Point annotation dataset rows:
%%

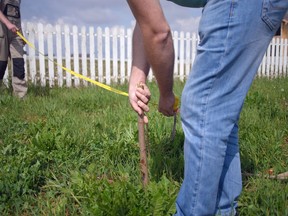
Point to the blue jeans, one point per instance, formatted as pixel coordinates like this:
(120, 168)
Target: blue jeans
(234, 35)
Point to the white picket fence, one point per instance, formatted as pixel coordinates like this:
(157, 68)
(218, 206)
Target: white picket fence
(105, 55)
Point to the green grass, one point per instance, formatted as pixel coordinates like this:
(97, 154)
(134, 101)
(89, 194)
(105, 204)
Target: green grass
(75, 152)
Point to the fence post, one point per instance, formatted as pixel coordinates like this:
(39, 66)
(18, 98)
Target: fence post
(67, 55)
(84, 53)
(41, 55)
(100, 54)
(92, 53)
(50, 55)
(75, 54)
(115, 53)
(59, 55)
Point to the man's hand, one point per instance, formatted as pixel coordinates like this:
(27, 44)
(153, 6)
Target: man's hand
(139, 97)
(12, 27)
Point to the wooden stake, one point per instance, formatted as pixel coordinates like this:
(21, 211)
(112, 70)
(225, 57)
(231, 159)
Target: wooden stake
(143, 153)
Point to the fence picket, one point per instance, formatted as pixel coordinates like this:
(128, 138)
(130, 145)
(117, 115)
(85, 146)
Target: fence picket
(41, 57)
(92, 53)
(50, 50)
(84, 53)
(75, 55)
(59, 55)
(67, 55)
(99, 54)
(109, 55)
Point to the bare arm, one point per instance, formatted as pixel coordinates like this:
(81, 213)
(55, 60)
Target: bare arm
(6, 22)
(158, 48)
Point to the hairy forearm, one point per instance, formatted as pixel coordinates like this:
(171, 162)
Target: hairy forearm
(3, 19)
(161, 58)
(140, 65)
(157, 41)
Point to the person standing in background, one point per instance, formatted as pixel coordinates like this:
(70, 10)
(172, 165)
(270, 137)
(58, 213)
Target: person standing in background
(11, 45)
(234, 36)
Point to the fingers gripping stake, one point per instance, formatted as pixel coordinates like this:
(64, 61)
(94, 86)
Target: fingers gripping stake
(142, 146)
(176, 104)
(175, 109)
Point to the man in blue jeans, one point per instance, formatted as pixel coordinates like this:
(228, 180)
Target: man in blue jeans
(234, 35)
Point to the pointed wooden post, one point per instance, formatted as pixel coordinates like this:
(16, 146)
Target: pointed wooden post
(143, 153)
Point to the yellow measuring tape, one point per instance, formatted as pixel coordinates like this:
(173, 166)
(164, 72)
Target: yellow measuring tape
(176, 103)
(73, 72)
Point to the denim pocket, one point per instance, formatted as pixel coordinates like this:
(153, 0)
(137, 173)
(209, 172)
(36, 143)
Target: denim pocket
(273, 11)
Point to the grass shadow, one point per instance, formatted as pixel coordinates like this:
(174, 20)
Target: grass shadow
(168, 157)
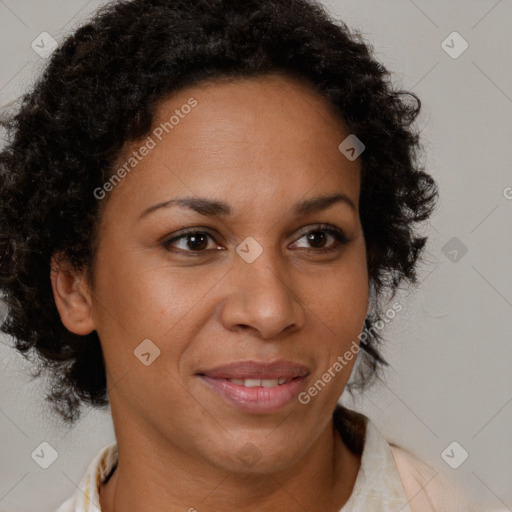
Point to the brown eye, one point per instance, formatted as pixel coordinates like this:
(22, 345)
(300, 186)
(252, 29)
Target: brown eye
(318, 239)
(191, 241)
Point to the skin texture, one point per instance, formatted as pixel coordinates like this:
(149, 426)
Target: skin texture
(261, 145)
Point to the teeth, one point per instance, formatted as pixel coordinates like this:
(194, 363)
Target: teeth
(266, 383)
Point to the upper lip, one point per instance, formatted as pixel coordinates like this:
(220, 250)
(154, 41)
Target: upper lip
(257, 370)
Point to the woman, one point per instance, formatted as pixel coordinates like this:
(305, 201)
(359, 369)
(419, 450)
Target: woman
(199, 200)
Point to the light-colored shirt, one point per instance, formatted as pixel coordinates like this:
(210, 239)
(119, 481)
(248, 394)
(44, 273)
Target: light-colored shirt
(390, 479)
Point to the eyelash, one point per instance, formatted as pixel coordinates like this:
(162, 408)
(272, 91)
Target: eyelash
(336, 233)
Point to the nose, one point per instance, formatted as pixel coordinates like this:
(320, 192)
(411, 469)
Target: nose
(261, 298)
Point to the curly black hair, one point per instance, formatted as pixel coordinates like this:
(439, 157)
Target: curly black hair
(100, 90)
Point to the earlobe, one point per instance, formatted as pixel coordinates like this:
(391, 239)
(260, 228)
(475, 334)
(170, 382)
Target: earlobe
(72, 297)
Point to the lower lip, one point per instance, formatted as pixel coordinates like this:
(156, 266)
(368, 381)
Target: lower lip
(256, 400)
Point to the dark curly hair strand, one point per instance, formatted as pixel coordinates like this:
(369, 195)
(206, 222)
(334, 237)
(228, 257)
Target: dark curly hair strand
(99, 91)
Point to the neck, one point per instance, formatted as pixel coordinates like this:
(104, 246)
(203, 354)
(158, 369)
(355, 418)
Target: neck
(162, 477)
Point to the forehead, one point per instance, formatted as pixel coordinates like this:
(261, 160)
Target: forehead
(247, 138)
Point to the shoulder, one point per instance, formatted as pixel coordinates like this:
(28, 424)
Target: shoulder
(428, 490)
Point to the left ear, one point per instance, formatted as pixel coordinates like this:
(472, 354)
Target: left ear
(72, 296)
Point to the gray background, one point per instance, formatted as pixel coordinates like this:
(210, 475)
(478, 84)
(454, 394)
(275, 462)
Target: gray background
(450, 347)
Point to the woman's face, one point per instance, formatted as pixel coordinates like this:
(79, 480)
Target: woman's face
(260, 281)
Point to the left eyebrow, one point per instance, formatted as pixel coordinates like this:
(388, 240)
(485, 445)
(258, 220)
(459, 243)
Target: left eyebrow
(209, 207)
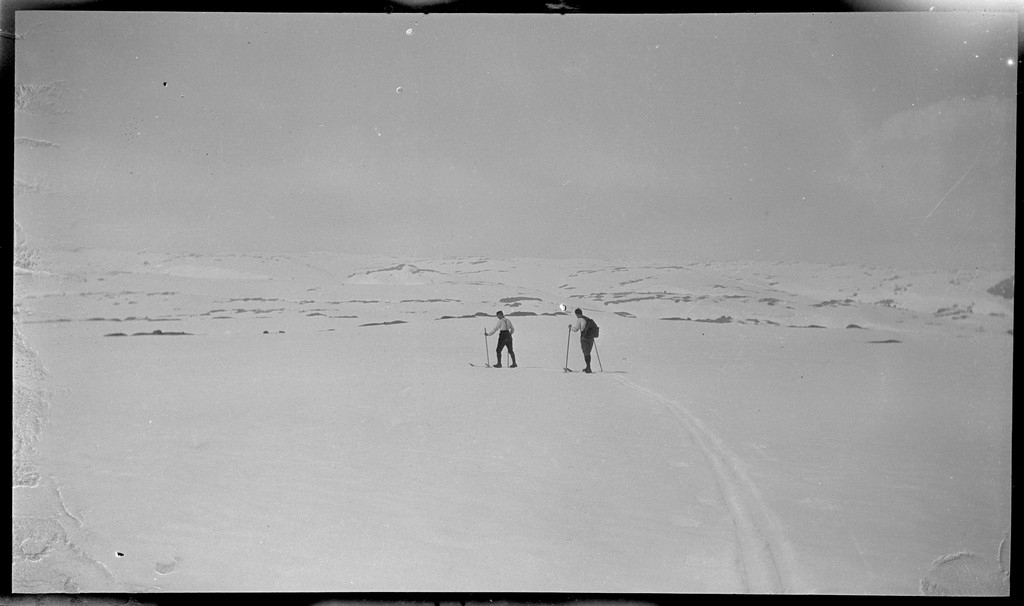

%%

Requirement: Show every line of the rows above that contains the word "shadow".

Worked answer:
Point to the grass shadow, one point per instance, formatted as pixel coordinates like this:
Target: grass shadow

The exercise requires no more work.